= REZENSION =
□ □ □ □ □

Gotland, die schwedische Insel, könnte ein interessanter fiktionaler Experimentierraum sein. In dem gleichnamigen Roman von Michael Stavarič aber ist von einem derartigen Labor keine Rede, vielmehr von einem Steinbruch, von längst ausrangierten Industrieanlagen, von einem sogenannten Engelsleichnam und vor allem von einem Mörder. Gotland ist auch keineswegs der Hauptschauplatz. Er bleibt im Dunkeln wie vieles, zu vieles in diesem Buch.

Schon das Vorwort verheißt nichts Gutes. Der Ich-Erzähler, ein Schriftsteller, räumt freimütig ein, dass sein neuer Roman fast von allein in kürzester Zeit einen Gesamtumfang von 1000 Seiten erreicht hätte, ein großartiges Buch, wie er zunächst einmal meint, über einen sagenumwobenen gotländischen Berg, vergleichbar, wenn überhaupt, allenfalls mit Petrarcas viel gerühmterSchilderung der Besteigung des Mont Ventoux; er schreibt und schreibt, mit gotländischer Tinte, den Nobelpreis vor Augen, bis seine Agentin und seine Verlegerin ihr Glückgar nicht mehr fassen können und sterben. Endlich bemerkt auch der Ich-Erzähler, dass sein Projekt leicht in einem gigantischen Chaos ersticken könnte, und so verbrennt er alle seine Manuskripte; am Ende bleiben, wie's der Teufel will, nur zwei Wörter noch übrig: „Gott“ und „Land“. Ein Vermächtnis. Wahnsinnig witzig gemeint, nur leider nicht spritzig geschrieben.

□ □ □ □ □

= AUFGABE A =
Wiederhole bitte einen Teil der Einträge unverändert: Beginne bei der Zeile mit „Q: For each instance of the toyota“ und schreibe bis einschließlich zum letzten Eintrag weiter.
Die Rezension und die Einträge haben unterschiedliche Quellen.

□ □ □ □ □

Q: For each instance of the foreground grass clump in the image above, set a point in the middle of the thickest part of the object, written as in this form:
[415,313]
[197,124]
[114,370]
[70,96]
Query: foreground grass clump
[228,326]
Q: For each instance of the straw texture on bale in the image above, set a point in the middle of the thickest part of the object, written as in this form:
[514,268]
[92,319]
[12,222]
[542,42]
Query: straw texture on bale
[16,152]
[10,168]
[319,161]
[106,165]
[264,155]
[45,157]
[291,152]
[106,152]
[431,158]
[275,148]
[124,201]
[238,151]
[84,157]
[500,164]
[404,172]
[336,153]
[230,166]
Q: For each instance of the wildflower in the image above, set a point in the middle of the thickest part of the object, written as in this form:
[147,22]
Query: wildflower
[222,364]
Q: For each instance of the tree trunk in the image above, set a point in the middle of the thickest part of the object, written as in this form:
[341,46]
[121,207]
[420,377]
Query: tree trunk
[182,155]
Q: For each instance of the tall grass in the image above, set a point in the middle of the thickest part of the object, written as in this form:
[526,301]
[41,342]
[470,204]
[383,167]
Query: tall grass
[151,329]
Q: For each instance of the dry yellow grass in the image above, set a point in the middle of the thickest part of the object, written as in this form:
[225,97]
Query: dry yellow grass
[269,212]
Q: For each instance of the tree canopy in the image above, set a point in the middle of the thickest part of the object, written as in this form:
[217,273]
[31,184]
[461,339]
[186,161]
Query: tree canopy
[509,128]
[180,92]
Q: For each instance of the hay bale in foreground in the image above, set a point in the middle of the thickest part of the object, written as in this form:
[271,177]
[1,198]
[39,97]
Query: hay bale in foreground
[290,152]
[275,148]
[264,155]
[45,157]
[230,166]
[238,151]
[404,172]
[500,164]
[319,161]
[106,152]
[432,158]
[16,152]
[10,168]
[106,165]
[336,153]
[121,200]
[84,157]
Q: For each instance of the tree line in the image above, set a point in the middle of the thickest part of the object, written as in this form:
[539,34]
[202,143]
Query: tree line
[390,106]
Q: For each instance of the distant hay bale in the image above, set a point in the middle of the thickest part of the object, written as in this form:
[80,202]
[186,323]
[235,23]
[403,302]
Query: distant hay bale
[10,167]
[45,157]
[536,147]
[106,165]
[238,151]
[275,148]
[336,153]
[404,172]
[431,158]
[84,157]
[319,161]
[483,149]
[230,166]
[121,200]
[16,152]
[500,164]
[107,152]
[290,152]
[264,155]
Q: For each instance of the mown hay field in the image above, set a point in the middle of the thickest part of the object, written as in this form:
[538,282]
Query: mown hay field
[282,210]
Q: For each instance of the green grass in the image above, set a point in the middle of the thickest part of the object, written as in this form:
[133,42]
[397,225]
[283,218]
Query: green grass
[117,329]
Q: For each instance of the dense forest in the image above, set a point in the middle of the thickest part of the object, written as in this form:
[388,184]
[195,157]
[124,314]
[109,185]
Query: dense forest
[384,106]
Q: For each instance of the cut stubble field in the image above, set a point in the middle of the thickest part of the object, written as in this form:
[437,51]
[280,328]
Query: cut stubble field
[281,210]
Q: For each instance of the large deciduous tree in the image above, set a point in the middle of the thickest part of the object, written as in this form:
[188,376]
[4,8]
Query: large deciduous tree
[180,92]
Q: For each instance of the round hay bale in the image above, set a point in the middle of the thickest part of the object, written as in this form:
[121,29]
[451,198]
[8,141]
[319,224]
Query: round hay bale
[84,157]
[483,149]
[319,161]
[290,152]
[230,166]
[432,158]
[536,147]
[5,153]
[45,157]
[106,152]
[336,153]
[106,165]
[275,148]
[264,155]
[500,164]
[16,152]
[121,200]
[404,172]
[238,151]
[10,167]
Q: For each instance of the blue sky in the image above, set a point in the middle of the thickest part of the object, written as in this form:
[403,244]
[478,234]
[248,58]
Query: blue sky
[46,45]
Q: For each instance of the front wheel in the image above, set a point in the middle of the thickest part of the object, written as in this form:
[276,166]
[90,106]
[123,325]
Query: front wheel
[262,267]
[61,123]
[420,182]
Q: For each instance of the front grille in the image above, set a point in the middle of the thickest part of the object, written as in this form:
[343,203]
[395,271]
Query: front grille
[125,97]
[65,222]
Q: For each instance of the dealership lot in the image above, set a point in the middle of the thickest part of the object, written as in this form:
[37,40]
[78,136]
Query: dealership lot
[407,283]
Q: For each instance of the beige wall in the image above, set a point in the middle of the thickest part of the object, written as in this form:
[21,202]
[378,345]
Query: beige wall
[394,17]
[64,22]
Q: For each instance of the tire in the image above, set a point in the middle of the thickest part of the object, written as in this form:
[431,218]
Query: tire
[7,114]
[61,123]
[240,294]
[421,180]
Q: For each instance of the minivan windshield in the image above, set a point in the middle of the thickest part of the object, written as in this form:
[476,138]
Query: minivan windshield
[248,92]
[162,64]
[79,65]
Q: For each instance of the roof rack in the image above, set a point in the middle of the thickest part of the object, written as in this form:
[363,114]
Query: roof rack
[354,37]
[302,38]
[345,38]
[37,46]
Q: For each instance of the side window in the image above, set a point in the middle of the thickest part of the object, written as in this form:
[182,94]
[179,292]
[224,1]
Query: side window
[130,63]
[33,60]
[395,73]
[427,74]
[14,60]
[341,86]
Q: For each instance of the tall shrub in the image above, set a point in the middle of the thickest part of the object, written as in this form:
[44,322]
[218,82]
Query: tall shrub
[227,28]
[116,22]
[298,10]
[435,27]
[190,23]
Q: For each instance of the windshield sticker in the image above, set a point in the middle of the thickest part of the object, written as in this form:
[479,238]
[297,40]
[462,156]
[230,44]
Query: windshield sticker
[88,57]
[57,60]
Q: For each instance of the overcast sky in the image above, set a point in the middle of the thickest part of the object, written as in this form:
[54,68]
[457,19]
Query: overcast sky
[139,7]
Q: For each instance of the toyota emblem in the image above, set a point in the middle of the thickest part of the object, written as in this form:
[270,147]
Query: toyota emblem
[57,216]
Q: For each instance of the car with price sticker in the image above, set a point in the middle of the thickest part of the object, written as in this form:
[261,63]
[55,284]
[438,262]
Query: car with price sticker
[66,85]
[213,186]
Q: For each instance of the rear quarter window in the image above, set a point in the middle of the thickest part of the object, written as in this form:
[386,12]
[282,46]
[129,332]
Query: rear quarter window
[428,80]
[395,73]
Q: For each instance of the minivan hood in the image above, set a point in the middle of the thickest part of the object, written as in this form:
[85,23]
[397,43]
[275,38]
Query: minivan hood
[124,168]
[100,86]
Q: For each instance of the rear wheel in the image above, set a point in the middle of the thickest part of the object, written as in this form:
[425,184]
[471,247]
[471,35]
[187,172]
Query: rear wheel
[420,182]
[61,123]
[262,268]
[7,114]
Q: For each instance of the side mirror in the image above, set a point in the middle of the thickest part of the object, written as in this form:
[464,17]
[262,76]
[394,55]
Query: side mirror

□ □ □ □ □

= AUFGABE B =
Führe die Rezension zum Roman „Gotland“ im Anschluss an ihren letzten Satz weiter.

= LÖSUNG A =
Q: For each instance of the toyota emblem in the image above, set a point in the middle of the thickest part of the object, written as in this form:
[270,147]
Query: toyota emblem
[57,216]
Q: For each instance of the car with price sticker in the image above, set a point in the middle of the thickest part of the object, written as in this form:
[261,63]
[55,284]
[438,262]
Query: car with price sticker
[66,85]
[213,186]
Q: For each instance of the rear quarter window in the image above, set a point in the middle of the thickest part of the object, written as in this form:
[386,12]
[282,46]
[129,332]
Query: rear quarter window
[428,80]
[395,73]
Q: For each instance of the minivan hood in the image above, set a point in the middle of the thickest part of the object, written as in this form:
[85,23]
[397,43]
[275,38]
Query: minivan hood
[124,168]
[100,86]
Q: For each instance of the rear wheel in the image above, set a point in the middle of the thickest part of the object, written as in this form:
[425,184]
[471,247]
[471,35]
[187,172]
Query: rear wheel
[420,182]
[61,123]
[262,268]
[7,114]
Q: For each instance of the side mirror in the image above, set a point in the middle of the thickest part of the object, written as in this form:
[464,17]
[262,76]
[394,55]
Query: side mirror

= LÖSUNG B =
Was man begehrt und verdammt

Auf das Vorwort folgt ein Prolog, in dem der Erzähler, inzwischen offenbar wieder recht selbstbewusst, über Gott und die Welt schwadroniert, in erster Linie dazu angeregt von Gotland (von der Insel, von dem Wort, egal). „Gotland“, das zeigt ihm schon die Karte, „spiegelt wider, was man ist, was in einem steckt, was man verloren hat, was man begehrt und verdammt“. Alles eben, was gut und teuer ist, für den Einzelnen. Die großen Erzählungen, die darüber hinaus auch noch gesellschaftliche Entwicklungen ins Auge gefasst und kritisch betrachtet haben, bekümmern diesen Erzähler längst nicht mehr, Hauptsache: Ich bin Ich. Das große Ich. Keine Spur von (Selbst-)Ironie.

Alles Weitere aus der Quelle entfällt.